### Metinden bölüm
◆ ◆ ◆

TBMM (AA) - CHP Genel Başkanı Kemal Kılıçdaroğlu, "Ekonomiyi yönetemiyor, Türkiye'yi yönetemiyor. Tefecilere teslim olan bir Türkiye, yönetilemez ve beka sorunu çıkar ortaya." dedi.
Kılıçdaroğlu, partisinin grup toplantısında, Cumhurbaşkanı Recep Tayyip Erdoğan'ın konuşmalarını dinlediğini söyledi.
"Şunu çok iyi biliyor, ona yalan söylemeyen tek kişi benim. Vallahi de billahi de ona yalan söylemeyen tek kişi benim." diyen Kılıçdaroğlu, Erdoğan'ın AK Parti İstanbul 6. Olağan İl Kongresi'nin düzenlendiği Sinan Erdem Spor Salonu'nda 24 Haziran seçim manifestosunu açıkladığını anımsattı.
Erdoğan'ın "ahdim olsun" diyerek bazı açıklamalar yaptığını belirten Kılıçdaroğlu, "Anladım ki evet, bu beni dinliyor. Çünkü, 'Bugüne kadar bir çok şey yaptık olmadı. Bu adam bir şeyler söylüyor, bir de onun söylediklerini tekrar edeyim, bakalım olur mu olmaz mı?' diyor." ifadesini kullandı.

◆ ◆ ◆

### Verilen kayıtlar
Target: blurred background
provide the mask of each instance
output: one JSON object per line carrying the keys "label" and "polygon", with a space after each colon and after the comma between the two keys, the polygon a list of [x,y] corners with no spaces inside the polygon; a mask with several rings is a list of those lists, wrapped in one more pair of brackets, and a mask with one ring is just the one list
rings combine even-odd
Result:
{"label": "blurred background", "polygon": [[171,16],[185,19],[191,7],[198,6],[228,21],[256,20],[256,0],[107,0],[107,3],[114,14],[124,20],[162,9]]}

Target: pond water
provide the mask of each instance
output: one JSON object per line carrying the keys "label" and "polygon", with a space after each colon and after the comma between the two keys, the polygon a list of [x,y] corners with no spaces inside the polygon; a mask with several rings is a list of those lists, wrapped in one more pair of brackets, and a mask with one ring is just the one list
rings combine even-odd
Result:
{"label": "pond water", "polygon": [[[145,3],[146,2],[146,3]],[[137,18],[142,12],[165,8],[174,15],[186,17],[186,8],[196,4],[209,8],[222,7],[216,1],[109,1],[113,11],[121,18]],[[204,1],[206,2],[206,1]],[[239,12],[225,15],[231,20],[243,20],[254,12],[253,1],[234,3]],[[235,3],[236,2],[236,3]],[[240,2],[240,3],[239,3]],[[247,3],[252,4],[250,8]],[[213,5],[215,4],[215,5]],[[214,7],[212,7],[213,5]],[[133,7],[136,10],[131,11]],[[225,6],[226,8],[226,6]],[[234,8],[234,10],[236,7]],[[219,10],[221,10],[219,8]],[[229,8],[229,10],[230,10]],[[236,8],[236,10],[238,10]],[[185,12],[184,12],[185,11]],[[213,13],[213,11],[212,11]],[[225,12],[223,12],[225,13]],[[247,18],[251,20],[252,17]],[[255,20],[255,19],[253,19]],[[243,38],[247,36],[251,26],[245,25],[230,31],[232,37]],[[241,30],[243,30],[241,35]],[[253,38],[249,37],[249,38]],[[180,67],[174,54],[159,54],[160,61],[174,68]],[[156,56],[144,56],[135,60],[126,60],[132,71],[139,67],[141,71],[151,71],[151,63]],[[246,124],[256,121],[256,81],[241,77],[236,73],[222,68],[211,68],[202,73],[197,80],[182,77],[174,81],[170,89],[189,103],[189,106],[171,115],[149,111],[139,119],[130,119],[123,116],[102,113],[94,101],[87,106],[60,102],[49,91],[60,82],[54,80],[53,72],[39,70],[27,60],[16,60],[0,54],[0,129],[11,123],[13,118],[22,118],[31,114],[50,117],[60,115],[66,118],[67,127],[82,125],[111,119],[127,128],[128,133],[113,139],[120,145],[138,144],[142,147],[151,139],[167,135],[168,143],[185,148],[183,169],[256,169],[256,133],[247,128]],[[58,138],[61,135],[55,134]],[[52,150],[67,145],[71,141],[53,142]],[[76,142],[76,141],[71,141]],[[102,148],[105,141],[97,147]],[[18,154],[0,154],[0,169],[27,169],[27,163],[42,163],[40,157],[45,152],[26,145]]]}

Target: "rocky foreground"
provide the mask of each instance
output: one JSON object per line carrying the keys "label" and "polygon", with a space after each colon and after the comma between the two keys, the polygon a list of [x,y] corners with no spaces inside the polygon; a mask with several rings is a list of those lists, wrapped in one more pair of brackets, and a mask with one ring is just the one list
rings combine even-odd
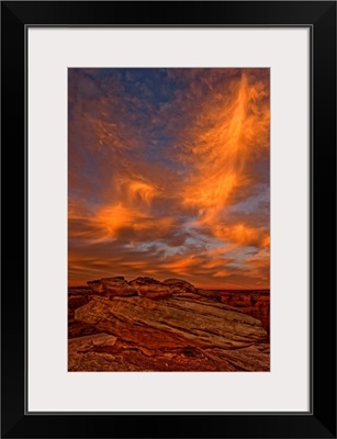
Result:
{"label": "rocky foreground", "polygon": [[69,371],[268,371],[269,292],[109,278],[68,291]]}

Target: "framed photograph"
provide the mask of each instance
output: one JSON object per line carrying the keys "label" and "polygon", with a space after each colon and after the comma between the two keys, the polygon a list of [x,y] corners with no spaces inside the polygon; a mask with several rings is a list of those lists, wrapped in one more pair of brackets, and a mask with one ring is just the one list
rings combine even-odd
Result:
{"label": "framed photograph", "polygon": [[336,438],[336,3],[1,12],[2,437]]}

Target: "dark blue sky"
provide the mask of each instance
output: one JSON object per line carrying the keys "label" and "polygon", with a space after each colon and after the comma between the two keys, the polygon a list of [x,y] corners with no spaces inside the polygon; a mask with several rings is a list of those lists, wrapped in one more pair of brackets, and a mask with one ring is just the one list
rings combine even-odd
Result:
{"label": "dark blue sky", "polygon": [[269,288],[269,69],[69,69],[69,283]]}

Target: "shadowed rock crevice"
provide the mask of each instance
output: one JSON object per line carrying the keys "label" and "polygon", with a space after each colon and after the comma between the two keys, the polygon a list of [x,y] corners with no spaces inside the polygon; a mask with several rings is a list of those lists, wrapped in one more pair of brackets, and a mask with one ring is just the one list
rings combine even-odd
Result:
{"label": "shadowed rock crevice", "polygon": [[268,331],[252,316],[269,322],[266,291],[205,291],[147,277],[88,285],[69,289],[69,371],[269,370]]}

◆ ◆ ◆

### Kısa soru
Kılıçdaroğlu'nun sözlerini aktaran haberde Erdoğan'ın 24 Haziran seçim manifestosunu nerede açıkladığı söyleniyor? Bu kayıtlar başka bir kaynaktan alınmıştır.

### Sorunun cevabı
AK Parti İstanbul 6. Olağan İl Kongresi'nin düzenlendiği Sinan Erdem Spor Salonu'nda.